Prompt: Gather every line below that contains the word "grassy", and copy each one in full.

(Records from a point-labeling set)
——————————

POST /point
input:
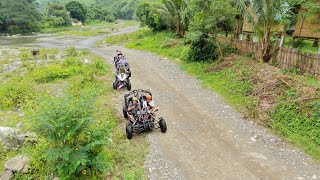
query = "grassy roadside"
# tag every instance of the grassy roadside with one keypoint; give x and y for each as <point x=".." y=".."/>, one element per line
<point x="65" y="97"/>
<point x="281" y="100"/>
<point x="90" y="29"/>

——————————

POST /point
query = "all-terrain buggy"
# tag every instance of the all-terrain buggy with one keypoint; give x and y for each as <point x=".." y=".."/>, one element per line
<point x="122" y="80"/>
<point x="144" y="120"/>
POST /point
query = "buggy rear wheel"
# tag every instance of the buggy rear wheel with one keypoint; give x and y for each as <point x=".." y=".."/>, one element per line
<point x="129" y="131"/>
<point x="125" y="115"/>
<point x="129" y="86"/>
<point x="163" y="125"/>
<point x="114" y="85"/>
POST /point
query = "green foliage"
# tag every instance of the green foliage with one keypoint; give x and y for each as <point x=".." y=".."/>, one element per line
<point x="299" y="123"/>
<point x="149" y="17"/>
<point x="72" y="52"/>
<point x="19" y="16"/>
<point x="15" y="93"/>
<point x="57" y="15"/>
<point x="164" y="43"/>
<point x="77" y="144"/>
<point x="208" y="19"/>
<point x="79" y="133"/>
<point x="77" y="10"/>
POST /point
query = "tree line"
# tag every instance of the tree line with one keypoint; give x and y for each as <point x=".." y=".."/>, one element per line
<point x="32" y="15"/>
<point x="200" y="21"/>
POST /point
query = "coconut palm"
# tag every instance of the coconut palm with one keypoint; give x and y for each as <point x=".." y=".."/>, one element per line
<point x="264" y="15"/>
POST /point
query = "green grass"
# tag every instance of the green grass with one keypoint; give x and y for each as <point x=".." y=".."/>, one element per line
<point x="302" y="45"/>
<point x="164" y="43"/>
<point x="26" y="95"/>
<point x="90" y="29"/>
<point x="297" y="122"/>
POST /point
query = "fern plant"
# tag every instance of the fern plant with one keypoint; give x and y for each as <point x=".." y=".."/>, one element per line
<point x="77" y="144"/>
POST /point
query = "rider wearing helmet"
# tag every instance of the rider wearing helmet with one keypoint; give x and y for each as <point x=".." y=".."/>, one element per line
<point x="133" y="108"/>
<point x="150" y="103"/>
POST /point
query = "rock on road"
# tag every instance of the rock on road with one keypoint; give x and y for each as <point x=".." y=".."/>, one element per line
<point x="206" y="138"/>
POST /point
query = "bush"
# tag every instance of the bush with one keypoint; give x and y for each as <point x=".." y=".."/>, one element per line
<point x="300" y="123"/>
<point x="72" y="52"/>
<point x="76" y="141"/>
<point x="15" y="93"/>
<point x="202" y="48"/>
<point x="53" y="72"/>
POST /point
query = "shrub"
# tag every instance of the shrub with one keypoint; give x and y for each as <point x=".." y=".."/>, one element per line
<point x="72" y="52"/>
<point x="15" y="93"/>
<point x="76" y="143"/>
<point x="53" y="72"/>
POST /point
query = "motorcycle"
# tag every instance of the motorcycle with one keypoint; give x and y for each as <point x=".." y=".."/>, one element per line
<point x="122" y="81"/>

——————————

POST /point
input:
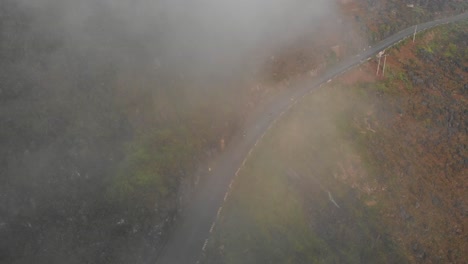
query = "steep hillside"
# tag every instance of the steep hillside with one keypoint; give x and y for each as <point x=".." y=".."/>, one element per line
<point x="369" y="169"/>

——————————

Output of the exercise:
query = "grassy roadside"
# tag every instance of the grassy roadside with one keypoint; give x and y for each as <point x=".." y=".."/>, one element per line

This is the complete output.